- Items from a data source -
══════════

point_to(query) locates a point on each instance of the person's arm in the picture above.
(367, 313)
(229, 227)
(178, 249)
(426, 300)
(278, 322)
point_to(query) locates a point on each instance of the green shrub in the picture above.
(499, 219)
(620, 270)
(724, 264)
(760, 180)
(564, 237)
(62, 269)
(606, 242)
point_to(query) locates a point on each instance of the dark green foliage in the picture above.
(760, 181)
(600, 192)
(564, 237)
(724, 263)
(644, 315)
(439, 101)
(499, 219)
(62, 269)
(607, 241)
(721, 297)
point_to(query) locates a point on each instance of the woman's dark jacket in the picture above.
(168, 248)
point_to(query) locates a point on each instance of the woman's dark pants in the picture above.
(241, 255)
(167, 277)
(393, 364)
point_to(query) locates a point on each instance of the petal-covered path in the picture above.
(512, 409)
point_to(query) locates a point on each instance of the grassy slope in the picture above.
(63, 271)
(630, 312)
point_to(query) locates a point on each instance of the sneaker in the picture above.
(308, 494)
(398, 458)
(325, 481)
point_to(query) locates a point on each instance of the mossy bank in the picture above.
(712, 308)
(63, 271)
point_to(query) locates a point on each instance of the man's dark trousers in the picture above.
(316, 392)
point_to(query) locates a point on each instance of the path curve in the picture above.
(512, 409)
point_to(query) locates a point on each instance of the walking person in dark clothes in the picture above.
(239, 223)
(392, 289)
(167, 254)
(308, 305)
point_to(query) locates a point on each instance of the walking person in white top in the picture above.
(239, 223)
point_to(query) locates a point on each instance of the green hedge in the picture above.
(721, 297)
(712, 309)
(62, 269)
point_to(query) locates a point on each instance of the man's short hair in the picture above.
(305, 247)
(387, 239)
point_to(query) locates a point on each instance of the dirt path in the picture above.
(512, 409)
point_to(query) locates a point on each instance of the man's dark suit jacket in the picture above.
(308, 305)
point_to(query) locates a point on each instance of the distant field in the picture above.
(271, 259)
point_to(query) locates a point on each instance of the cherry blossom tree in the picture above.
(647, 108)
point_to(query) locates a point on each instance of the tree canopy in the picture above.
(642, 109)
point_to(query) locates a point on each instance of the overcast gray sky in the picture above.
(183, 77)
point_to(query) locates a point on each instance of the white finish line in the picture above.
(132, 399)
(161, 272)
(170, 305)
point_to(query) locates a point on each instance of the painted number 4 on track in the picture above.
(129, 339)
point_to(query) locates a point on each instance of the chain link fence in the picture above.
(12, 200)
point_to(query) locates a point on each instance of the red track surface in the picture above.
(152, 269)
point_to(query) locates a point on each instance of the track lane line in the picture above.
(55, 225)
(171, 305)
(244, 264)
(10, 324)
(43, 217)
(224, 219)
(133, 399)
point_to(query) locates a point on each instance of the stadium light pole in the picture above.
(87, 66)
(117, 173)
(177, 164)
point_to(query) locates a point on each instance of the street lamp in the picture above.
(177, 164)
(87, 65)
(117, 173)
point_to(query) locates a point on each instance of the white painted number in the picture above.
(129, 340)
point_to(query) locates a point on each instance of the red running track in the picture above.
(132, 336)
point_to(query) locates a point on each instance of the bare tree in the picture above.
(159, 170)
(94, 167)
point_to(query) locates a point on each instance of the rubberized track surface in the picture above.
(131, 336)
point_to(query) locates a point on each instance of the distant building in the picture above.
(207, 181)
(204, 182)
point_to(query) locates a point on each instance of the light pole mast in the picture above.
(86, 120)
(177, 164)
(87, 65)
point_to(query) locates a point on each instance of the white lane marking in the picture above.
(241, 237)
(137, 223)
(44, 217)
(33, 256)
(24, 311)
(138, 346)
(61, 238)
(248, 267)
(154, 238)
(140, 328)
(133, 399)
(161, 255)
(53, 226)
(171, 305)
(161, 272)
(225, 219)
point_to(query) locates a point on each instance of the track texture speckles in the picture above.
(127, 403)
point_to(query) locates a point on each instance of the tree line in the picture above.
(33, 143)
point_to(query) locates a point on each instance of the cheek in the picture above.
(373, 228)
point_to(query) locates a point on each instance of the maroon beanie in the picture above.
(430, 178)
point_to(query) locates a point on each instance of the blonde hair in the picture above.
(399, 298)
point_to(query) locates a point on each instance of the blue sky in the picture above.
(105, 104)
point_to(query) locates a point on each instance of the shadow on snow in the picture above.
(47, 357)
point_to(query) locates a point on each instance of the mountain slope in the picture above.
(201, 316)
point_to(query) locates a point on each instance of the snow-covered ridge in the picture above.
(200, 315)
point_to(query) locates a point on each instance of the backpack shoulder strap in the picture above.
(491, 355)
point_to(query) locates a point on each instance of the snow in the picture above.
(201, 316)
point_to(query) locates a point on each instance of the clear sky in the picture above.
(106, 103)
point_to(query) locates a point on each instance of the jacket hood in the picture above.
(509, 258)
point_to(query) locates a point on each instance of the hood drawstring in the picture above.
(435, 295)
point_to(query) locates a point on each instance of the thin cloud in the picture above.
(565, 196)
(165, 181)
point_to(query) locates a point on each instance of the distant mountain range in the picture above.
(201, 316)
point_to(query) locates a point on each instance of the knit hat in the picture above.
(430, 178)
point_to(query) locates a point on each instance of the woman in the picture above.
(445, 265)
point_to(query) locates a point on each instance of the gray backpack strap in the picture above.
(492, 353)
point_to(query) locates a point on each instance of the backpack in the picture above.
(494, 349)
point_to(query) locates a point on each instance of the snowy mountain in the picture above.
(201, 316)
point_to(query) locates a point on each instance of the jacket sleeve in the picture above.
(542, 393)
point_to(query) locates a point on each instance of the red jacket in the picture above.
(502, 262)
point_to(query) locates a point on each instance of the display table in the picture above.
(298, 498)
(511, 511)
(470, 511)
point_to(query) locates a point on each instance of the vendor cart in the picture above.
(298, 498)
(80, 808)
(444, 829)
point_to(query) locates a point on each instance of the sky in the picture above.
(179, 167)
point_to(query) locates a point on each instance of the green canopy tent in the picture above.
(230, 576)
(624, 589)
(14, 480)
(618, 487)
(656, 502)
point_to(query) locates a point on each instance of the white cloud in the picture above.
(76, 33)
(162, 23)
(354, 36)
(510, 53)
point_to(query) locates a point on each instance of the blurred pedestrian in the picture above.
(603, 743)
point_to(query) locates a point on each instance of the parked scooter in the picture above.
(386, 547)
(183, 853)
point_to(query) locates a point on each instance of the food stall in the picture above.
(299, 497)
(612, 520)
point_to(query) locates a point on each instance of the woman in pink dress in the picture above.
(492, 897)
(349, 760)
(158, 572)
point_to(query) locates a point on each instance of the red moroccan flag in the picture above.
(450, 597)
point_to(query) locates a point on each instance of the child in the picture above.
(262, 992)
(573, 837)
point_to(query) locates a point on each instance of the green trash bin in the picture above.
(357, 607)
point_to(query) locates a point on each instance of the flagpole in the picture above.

══════════

- WHAT THIS TASK INVOLVES -
Return the data in full, exactly as it appears above.

- RESULT FOR THIS EXERCISE -
point_to(query) locates a point on each instance of the person's arm in the picture above.
(367, 313)
(229, 227)
(178, 249)
(426, 300)
(278, 322)
point_to(query) locates a point on each instance of the green shrub in the picture above.
(499, 219)
(620, 270)
(724, 264)
(760, 180)
(564, 237)
(62, 269)
(606, 242)
point_to(query) locates a point on each instance of the dark green foliage in the picture above.
(760, 181)
(600, 192)
(564, 237)
(724, 263)
(644, 315)
(439, 101)
(499, 219)
(62, 269)
(607, 241)
(721, 297)
point_to(query) locates a point on each instance of the woman's dark jacket in the picture above.
(168, 248)
point_to(query) locates a point on each instance of the woman's dark pants in the picture above.
(241, 255)
(167, 277)
(393, 364)
point_to(query) locates a point on each instance of the petal-covered path in the picture above.
(512, 409)
point_to(query) locates a point on each instance of the grassy slope in the picture above.
(63, 271)
(630, 312)
point_to(query) locates a point on each instance of the sneaker in the picture above.
(308, 494)
(398, 458)
(325, 481)
point_to(query) locates a point on each instance of the mossy bank in the picture above.
(712, 308)
(63, 271)
point_to(query) locates a point on each instance of the man's dark trousers in the picture above.
(316, 392)
point_to(query) locates a point on each instance of the path curve in the picture above.
(512, 409)
point_to(query) locates a point on each instance of the walking person in dark clothes in the picture above.
(239, 223)
(392, 289)
(167, 254)
(308, 305)
point_to(query) locates a point on each instance of the walking person in white top in the picture above.
(239, 223)
point_to(query) locates a point on each instance of the green hedge in the picture above.
(721, 297)
(712, 309)
(62, 269)
point_to(query) locates a point on each instance of the man's short hair in the picture above.
(305, 247)
(387, 239)
point_to(query) locates a point on each instance of the dirt path in the picture above.
(512, 409)
point_to(query) locates a point on each instance of the man's dark suit jacket in the picture above.
(308, 305)
point_to(query) locates a point on each instance of the distant field in the picture above.
(271, 259)
point_to(query) locates a point on each instance of the cherry blossom tree in the picture above.
(647, 108)
point_to(query) locates a point on each instance of the tree canopy in the picture above.
(642, 109)
point_to(query) locates a point on each instance of the overcast gray sky in the picture above.
(183, 77)
point_to(query) locates a point on each instance of the white finish line in the picture above.
(132, 399)
(161, 272)
(170, 305)
point_to(query) locates a point on each instance of the painted number 4 on track in the picture above.
(129, 339)
point_to(query) locates a point on each instance of the chain link fence in the picture above.
(12, 200)
point_to(query) locates a point on each instance of the red track surface in the picture above.
(152, 269)
point_to(query) locates a point on each instance of the track lane line in the picture above.
(55, 225)
(171, 305)
(244, 264)
(10, 324)
(43, 217)
(224, 219)
(133, 399)
point_to(query) locates a point on each instance of the stadium light pole in the picture above.
(87, 66)
(117, 173)
(177, 164)
point_to(query) locates a point on each instance of the street lamp in the picture above.
(177, 164)
(87, 65)
(117, 173)
point_to(query) locates a point on each instance of the white painted number in the picture above.
(129, 340)
point_to(query) locates a point on each instance of the red running track in the picture above.
(132, 336)
point_to(query) locates a point on each instance of the bare tree in the picture above.
(159, 170)
(94, 167)
point_to(query) locates a point on each instance of the rubberized track surface in the picture above.
(131, 336)
point_to(query) locates a point on each instance of the distant building in the picture above.
(207, 181)
(204, 182)
point_to(query) locates a point on each instance of the light pole mast in the picture above.
(86, 120)
(177, 164)
(87, 65)
point_to(query) locates a point on each instance of the white lane marking in the picture above.
(241, 237)
(137, 223)
(44, 217)
(33, 256)
(24, 311)
(138, 346)
(61, 238)
(248, 267)
(154, 238)
(140, 328)
(133, 399)
(161, 255)
(53, 226)
(171, 305)
(161, 272)
(225, 219)
point_to(query) locates a point on each instance of the track texture speckles in the picture above.
(127, 403)
point_to(query) locates a point on each instance of the tree line in the picture above.
(33, 143)
point_to(query) locates a point on each instance of the cheek in the picture above.
(373, 228)
point_to(query) locates a point on each instance of the maroon beanie in the picture above.
(430, 178)
point_to(query) locates a point on each instance of the blonde hair in the picture above.
(399, 298)
point_to(query) locates a point on each instance of the blue sky in the picture above.
(105, 104)
point_to(query) locates a point on each instance of the shadow on snow in the picture above.
(47, 357)
point_to(query) locates a point on each instance of the mountain slope in the picture above.
(201, 316)
point_to(query) locates a point on each instance of the snow-covered ridge in the picture above.
(200, 315)
point_to(query) locates a point on each instance of the backpack shoulder strap in the picture above.
(491, 355)
point_to(query) locates a point on each instance of the snow in the picture above.
(201, 316)
point_to(query) locates a point on each instance of the clear sky in the picture above.
(106, 103)
point_to(query) locates a point on each instance of the jacket hood in the picture above.
(509, 258)
point_to(query) locates a point on each instance of the hood drawstring in the picture above.
(435, 295)
point_to(query) locates a point on each instance of the thin cloud in the picture above.
(565, 196)
(165, 181)
point_to(query) locates a point on each instance of the distant mountain range in the picture above.
(201, 316)
point_to(query) locates a point on each instance of the knit hat in the picture above.
(430, 178)
point_to(query) locates a point on each instance of the woman in the picture above.
(445, 265)
point_to(query) locates a point on each instance of the gray backpack strap in the picture above.
(492, 353)
point_to(query) locates a point on each instance of the backpack in the picture above.
(494, 349)
point_to(query) locates a point on each instance of the snowy mountain in the picture above.
(201, 316)
point_to(query) locates a point on each instance of the jacket sleeve in the picture above.
(542, 393)
point_to(query) locates a point on each instance of the red jacket in the picture above.
(502, 262)
point_to(query) locates a point on each instance of the display table in the picture above.
(298, 498)
(511, 511)
(470, 511)
point_to(query) locates a point on each instance of the vendor cart in the picture above.
(298, 498)
(80, 808)
(444, 829)
point_to(query) locates a point on each instance of the sky in the picture above.
(179, 167)
point_to(query) locates a point on each instance of the green canopy tent in the picture above.
(230, 576)
(624, 589)
(14, 480)
(618, 487)
(656, 502)
point_to(query) locates a point on each instance of the white cloud in the picture above.
(76, 33)
(162, 23)
(354, 36)
(510, 53)
point_to(query) locates a point on each instance of the blurred pedestrian in the picture above.
(603, 743)
point_to(query) locates a point on each instance of the parked scooter in the picture above.
(386, 547)
(183, 853)
point_to(query) locates a point on each instance of the food stall in the picture above.
(299, 497)
(612, 520)
point_to(query) locates a point on each instance of the woman in pink dress in the picture above.
(492, 897)
(349, 760)
(158, 572)
point_to(query) locates a point on each instance of the red moroccan flag in the picture above.
(450, 597)
point_to(query) locates a point on each instance of the child in the picture above.
(262, 992)
(573, 837)
point_to(query) locates a point on each instance of the green trash bin in the picture above.
(357, 607)
point_to(query) locates a point on each instance of the flagpole in the picture above.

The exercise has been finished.